[Data items]
|---|

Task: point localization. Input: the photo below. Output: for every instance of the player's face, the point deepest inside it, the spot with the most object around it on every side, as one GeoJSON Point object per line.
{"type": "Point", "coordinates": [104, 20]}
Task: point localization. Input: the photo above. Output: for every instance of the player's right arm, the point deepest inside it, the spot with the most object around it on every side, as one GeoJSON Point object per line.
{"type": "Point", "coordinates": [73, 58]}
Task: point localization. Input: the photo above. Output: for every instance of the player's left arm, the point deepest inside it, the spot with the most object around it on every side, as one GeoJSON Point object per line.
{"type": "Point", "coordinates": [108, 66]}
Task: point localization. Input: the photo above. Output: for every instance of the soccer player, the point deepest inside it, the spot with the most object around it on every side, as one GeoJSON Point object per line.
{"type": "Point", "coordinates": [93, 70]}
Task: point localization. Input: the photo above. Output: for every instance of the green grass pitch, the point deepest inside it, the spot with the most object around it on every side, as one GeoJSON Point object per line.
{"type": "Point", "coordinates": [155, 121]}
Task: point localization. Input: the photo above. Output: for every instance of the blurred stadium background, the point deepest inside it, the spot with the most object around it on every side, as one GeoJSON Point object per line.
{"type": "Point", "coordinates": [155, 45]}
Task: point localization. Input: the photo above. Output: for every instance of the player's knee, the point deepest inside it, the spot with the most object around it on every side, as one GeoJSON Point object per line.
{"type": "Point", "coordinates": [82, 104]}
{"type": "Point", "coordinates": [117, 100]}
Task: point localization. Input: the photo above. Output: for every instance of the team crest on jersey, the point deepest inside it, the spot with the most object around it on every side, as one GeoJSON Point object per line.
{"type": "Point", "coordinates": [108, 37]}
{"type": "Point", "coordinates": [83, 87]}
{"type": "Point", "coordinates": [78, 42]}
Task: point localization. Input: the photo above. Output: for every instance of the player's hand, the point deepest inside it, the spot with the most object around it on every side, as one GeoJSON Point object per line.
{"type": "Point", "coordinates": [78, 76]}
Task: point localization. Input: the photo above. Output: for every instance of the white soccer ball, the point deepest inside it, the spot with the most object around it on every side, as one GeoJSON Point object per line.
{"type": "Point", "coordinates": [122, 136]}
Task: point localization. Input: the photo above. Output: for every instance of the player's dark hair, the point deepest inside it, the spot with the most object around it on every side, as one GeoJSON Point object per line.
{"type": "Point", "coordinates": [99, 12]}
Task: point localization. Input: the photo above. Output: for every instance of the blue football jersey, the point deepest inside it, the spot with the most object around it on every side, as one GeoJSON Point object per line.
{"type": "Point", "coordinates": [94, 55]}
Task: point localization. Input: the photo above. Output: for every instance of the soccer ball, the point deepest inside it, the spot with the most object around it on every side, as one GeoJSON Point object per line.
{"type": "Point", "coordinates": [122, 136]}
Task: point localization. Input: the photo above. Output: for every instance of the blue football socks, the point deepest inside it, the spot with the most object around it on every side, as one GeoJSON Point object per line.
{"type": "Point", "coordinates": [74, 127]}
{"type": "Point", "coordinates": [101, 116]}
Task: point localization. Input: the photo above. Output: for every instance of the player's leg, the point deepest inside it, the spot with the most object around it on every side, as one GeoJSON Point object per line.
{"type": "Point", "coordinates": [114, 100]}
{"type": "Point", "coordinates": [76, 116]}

|---|

### TASK INSTRUCTIONS
Take the lines from the one containing "player's hand, the" through the last line of the rows, and render them as a JSON list of strings with one string per line and blank lines omitted.

### OUTPUT
[
  "Task: point localization. Input: the photo above. Output: for every instance of the player's hand, the point deepest inside it, the spot with the most object around it on every side, as one GeoJSON Point object per line.",
  "{\"type\": \"Point\", \"coordinates\": [78, 76]}",
  "Task: point localization. Input: the photo above. Output: for every instance of the white soccer ball, the point deepest inside it, the spot with the most object around it on every side, as one GeoJSON Point object per line.",
  "{\"type\": \"Point\", \"coordinates\": [122, 136]}",
  "Task: point localization. Input: the photo above. Output: for every instance of the player's dark hair, the point deepest inside it, the spot with the most object around it on every side, as one GeoJSON Point object per line.",
  "{\"type\": \"Point\", \"coordinates\": [99, 12]}",
  "Task: point localization. Input: the photo above. Output: for every instance of the blue football jersey, the point deepest inside it, the spot with the most object around it on every side, as one GeoJSON Point object per line.",
  "{\"type\": \"Point\", \"coordinates\": [94, 55]}",
  "Task: point localization. Input: the photo above. Output: for every instance of the soccer ball, the point deepest inside it, the spot with the most object around it on every side, as one GeoJSON Point object per line.",
  "{\"type\": \"Point\", \"coordinates\": [122, 136]}",
  "Task: point localization. Input: the photo above. Output: for every instance of the blue football socks, the point deepest inside it, the spot with the most object around it on every side, as one GeoJSON Point object per line.",
  "{\"type\": \"Point\", \"coordinates\": [74, 127]}",
  "{\"type\": \"Point\", \"coordinates\": [101, 116]}",
  "Task: point localization. Input: the photo above. Output: for every instance of the player's leg, the point deepest inside it, the spot with the most object around it on every side, as one GeoJSON Point object per line.",
  "{\"type\": \"Point\", \"coordinates\": [114, 100]}",
  "{\"type\": \"Point\", \"coordinates\": [76, 116]}"
]